#### [PROBLEM REQUIREMENTS]
Can you select and copy every line of the items below that contains the word "grassy"? Case counts when matching.

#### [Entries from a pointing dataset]
++++++++++++++++++++

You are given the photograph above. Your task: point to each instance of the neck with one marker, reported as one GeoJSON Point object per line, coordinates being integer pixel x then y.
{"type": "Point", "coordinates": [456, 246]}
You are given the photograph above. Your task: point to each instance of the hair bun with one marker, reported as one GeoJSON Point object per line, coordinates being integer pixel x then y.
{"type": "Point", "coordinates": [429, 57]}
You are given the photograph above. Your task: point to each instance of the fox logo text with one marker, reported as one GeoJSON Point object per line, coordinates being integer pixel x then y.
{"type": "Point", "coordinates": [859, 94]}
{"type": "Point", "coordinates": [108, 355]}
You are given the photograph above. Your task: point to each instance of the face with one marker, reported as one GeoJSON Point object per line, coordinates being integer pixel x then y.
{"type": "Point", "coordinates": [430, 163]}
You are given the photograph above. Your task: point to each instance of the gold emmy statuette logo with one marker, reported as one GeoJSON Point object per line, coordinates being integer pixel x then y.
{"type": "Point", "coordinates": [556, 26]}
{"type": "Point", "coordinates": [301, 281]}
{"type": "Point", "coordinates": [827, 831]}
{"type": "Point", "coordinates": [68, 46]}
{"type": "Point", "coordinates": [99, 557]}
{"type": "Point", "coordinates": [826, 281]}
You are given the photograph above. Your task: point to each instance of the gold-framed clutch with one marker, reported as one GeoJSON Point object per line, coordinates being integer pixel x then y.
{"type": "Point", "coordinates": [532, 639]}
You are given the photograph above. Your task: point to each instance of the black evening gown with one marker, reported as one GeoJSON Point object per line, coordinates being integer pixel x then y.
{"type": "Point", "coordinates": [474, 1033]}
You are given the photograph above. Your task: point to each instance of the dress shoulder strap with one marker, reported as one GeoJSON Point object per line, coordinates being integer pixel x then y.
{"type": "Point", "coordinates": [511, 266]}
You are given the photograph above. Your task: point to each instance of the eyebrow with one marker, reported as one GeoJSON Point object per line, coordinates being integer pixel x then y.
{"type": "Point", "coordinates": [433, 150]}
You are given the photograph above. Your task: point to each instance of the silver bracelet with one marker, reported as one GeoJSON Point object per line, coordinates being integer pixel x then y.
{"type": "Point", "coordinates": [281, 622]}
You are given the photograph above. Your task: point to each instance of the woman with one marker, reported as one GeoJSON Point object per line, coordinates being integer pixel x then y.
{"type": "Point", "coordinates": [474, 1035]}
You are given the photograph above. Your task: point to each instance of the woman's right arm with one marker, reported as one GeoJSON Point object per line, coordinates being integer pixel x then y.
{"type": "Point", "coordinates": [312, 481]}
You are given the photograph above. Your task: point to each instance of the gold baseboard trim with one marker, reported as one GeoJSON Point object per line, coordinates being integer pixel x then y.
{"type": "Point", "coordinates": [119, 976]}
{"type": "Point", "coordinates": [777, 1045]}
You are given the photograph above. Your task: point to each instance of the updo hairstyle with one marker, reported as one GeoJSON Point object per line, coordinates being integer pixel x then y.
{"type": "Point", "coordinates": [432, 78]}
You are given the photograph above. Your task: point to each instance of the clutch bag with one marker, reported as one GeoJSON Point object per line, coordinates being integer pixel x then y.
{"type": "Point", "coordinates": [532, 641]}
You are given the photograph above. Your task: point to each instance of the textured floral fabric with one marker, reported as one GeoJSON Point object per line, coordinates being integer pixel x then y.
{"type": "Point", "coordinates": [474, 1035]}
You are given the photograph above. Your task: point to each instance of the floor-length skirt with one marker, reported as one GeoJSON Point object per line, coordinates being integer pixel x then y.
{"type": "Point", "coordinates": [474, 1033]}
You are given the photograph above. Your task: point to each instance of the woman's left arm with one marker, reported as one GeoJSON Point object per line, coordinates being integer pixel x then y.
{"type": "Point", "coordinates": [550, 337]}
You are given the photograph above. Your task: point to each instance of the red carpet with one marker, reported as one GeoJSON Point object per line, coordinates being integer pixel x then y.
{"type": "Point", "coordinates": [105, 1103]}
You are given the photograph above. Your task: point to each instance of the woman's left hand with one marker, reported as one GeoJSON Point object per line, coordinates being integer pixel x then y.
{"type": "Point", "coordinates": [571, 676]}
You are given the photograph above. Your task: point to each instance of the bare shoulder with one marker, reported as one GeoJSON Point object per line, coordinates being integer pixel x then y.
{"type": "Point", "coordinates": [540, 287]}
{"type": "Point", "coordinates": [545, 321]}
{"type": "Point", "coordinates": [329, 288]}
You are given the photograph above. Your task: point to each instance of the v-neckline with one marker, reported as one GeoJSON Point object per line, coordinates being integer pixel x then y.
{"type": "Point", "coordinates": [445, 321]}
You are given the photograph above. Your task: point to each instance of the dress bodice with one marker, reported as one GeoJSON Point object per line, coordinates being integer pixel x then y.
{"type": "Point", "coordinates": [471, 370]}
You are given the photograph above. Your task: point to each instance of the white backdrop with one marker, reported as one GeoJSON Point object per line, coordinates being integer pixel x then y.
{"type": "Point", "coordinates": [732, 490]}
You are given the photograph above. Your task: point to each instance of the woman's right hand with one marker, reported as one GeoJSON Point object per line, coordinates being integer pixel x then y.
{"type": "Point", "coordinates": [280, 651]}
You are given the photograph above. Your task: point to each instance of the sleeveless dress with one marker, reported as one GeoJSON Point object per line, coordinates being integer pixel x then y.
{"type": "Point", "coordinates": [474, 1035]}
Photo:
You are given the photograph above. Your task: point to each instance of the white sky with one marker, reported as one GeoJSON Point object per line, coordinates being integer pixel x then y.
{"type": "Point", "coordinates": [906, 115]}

++++++++++++++++++++

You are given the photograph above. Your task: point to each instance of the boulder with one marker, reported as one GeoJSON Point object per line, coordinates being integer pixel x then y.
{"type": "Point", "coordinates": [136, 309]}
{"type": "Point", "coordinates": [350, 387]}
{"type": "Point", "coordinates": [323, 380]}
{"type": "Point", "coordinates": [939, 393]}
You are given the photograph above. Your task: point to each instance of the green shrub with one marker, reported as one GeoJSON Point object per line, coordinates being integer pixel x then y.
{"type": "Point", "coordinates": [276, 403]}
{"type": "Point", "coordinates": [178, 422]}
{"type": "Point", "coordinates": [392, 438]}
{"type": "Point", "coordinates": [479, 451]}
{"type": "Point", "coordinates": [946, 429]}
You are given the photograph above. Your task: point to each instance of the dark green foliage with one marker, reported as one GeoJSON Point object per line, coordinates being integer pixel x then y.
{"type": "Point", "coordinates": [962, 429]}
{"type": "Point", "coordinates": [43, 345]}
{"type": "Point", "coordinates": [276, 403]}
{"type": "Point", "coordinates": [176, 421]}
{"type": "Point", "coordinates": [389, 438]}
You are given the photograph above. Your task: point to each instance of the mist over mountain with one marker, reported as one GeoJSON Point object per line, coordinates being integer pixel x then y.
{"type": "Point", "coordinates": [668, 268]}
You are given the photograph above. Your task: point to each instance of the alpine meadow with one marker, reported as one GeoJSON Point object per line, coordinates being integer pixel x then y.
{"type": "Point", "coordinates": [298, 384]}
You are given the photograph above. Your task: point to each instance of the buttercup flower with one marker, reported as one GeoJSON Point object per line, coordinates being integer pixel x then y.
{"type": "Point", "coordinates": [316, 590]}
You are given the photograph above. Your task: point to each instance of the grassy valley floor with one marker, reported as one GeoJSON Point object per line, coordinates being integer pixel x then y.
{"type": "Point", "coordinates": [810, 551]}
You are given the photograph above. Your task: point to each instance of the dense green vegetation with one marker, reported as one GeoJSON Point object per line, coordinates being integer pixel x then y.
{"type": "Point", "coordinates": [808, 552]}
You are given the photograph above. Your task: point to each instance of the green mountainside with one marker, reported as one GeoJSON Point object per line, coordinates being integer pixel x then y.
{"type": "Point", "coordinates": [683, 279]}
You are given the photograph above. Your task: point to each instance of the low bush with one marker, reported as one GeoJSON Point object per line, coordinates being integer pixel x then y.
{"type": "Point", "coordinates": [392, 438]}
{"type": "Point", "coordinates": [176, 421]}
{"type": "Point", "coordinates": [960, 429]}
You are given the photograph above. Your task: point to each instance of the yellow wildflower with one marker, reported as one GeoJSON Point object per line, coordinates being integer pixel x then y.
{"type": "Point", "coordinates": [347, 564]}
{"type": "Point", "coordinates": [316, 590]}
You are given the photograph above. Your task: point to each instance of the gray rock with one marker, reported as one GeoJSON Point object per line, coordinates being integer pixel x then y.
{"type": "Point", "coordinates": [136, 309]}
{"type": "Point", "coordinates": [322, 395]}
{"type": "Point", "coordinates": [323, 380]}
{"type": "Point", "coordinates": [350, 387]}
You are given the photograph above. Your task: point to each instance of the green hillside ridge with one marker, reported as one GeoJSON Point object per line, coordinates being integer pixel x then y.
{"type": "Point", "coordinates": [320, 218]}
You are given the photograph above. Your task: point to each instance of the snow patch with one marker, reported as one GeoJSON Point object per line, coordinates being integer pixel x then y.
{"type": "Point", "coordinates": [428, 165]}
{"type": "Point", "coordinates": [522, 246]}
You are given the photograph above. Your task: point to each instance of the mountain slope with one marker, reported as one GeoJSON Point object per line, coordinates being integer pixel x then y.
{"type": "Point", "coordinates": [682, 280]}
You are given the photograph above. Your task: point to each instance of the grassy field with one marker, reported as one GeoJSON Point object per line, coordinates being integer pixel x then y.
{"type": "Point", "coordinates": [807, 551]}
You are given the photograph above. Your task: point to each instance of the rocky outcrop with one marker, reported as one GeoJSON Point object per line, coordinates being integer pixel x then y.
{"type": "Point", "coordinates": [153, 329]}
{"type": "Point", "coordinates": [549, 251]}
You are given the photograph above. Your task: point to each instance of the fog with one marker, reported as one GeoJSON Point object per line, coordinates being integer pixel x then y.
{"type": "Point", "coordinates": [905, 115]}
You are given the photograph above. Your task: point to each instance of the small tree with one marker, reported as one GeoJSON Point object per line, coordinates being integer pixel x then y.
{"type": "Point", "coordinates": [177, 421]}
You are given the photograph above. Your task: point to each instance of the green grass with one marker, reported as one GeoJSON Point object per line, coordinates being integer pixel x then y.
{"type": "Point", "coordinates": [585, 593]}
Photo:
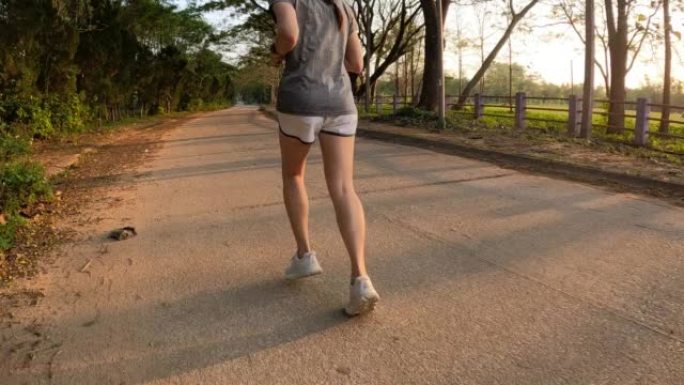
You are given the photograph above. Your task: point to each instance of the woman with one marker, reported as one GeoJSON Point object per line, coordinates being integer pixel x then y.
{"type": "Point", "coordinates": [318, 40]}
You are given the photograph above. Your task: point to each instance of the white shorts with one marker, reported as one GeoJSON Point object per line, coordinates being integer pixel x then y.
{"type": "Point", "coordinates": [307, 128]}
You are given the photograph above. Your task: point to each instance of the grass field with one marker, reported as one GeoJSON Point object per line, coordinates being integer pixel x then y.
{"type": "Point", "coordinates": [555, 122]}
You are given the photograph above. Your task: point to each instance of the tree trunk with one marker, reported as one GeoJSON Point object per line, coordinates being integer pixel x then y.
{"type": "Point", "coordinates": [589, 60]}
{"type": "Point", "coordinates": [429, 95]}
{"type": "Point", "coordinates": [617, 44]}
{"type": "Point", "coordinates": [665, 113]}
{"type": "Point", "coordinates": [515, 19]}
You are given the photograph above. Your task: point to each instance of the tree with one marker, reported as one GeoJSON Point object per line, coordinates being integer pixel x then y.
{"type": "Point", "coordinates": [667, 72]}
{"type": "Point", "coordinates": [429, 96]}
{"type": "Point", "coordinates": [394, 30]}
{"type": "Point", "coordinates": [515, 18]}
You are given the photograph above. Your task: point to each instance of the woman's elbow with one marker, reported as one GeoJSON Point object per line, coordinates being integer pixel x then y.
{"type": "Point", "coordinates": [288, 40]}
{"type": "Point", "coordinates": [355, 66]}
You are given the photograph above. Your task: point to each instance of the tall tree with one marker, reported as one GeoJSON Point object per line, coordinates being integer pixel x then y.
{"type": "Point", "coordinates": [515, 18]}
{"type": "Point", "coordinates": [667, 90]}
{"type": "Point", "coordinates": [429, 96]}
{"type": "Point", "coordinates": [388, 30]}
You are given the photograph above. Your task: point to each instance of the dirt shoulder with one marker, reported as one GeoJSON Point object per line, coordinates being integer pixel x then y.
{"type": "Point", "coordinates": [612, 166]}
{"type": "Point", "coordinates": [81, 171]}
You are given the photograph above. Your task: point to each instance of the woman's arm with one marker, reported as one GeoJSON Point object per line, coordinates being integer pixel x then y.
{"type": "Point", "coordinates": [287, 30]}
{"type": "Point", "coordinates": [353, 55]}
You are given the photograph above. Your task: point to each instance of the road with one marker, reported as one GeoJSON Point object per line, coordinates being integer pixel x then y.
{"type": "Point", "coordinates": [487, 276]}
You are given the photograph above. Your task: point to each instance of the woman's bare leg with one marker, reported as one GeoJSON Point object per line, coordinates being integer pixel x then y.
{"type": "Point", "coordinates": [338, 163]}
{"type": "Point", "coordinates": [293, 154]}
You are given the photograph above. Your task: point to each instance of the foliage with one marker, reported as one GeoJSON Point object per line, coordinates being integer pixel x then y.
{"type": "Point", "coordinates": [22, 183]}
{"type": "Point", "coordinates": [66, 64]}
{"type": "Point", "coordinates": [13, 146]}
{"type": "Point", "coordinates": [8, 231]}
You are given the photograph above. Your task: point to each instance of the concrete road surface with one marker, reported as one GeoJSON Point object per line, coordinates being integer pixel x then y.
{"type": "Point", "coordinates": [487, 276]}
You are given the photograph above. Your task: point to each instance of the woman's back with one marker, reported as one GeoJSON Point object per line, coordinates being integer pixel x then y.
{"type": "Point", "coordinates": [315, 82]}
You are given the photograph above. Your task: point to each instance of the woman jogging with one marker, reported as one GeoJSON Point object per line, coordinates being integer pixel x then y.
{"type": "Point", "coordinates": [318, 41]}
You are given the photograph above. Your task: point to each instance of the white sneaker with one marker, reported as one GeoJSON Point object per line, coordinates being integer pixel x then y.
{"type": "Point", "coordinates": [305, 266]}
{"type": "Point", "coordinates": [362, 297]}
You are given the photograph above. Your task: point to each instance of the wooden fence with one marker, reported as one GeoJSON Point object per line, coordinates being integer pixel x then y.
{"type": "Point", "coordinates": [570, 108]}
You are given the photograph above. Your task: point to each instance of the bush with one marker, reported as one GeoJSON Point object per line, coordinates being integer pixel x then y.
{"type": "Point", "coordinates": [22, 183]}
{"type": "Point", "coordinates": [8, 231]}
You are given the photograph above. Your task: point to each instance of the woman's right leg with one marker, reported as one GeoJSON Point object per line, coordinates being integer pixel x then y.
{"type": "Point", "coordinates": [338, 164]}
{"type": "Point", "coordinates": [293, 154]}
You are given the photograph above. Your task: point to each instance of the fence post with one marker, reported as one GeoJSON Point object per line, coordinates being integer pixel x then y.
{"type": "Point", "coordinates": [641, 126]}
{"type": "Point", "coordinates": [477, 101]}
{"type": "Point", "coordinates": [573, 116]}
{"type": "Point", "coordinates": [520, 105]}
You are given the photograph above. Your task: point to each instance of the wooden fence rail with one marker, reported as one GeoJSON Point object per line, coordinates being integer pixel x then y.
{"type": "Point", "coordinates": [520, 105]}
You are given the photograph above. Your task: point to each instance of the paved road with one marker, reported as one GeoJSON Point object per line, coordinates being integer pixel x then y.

++++++++++++++++++++

#### [RESULT FOR THIS TASK]
You are given the photograph above. Your task: point to each instance of the grassy valley floor with one marker, reported as one GeoJSON Point object per line, coordinates being integer pixel x then y.
You are given the photograph above. Your task: point to each instance of the grassy field with one marker, reported as one GeoJSON Point object per line, coordinates being integer pixel x then y.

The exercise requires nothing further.